## START Source records

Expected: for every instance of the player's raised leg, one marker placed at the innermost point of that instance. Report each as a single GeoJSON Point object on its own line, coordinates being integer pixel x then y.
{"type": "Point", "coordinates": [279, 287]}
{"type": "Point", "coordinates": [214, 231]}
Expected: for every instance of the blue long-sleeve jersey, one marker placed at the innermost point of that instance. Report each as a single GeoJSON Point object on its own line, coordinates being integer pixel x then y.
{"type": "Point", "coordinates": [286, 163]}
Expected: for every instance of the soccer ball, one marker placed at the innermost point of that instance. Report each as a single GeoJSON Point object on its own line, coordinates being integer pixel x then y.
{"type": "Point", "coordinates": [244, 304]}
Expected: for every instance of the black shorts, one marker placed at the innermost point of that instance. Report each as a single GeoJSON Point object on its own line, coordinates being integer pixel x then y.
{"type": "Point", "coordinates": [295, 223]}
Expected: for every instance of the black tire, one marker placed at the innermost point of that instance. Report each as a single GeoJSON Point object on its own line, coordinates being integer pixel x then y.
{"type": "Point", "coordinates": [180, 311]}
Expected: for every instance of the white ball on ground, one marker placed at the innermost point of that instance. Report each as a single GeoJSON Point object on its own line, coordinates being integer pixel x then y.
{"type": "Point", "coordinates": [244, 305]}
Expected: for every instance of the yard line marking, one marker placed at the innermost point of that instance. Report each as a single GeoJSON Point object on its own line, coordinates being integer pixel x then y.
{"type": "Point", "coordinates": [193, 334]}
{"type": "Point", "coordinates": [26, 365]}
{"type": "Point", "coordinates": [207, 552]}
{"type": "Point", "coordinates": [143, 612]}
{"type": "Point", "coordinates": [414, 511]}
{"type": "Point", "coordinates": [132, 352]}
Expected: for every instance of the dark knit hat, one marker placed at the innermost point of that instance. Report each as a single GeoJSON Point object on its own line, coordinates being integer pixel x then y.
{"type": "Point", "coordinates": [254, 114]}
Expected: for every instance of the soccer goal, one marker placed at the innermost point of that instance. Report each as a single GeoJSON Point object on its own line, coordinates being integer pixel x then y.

## END Source records

[What the exercise asks]: Render all of the material above as a numbered list, leaving out any blank lines.

[Final result]:
1. Expected: for every instance of the player's raised leg, one marker placed at the innermost point of that instance. Report each as a single GeoJSON Point object on its own line, coordinates being integer pixel x then y.
2. {"type": "Point", "coordinates": [279, 287]}
3. {"type": "Point", "coordinates": [214, 231]}
4. Expected: for every instance of the blue long-sleeve jersey, one marker placed at the innermost point of that instance. Report each as a single GeoJSON Point object on its own line, coordinates being integer pixel x then y.
5. {"type": "Point", "coordinates": [286, 163]}
6. Expected: for every instance of the soccer ball, one marker placed at the innermost point of that instance. Report each as a single GeoJSON Point object on its own line, coordinates being integer pixel x then y.
7. {"type": "Point", "coordinates": [244, 304]}
8. Expected: for every instance of the black shorts, one marker placed at the innermost point of that instance. Report each as a single GeoJSON Point object on its own line, coordinates being integer pixel x then y.
9. {"type": "Point", "coordinates": [295, 223]}
10. Expected: for every instance of the black tire, one marker placed at the innermost point of that instance. Report each as a single GeoJSON Point object on its own line, coordinates being integer pixel x then y.
11. {"type": "Point", "coordinates": [180, 311]}
12. Expected: for every instance of the white ball on ground, one marker placed at the innermost point of that instance. Report each as a single GeoJSON Point object on its own line, coordinates being integer pixel x then y.
13. {"type": "Point", "coordinates": [244, 305]}
14. Expected: for every instance of the yard line marking, one marker placed at the innermost point of that instance. Report each as a single GeoJSON Point object on its own line, coordinates being integer pixel x then y.
15. {"type": "Point", "coordinates": [193, 334]}
16. {"type": "Point", "coordinates": [26, 365]}
17. {"type": "Point", "coordinates": [207, 552]}
18. {"type": "Point", "coordinates": [143, 612]}
19. {"type": "Point", "coordinates": [414, 511]}
20. {"type": "Point", "coordinates": [132, 352]}
21. Expected: for every instance of the dark knit hat, one marker placed at the innermost point of that instance. Report each as a single GeoJSON Point object on its own line, coordinates being integer pixel x then y.
22. {"type": "Point", "coordinates": [254, 114]}
23. Expected: for every instance of the soccer goal, one marker placed at the innermost point of that instance. Report each as a single GeoJSON Point object on its own line, coordinates being integer pixel x then y.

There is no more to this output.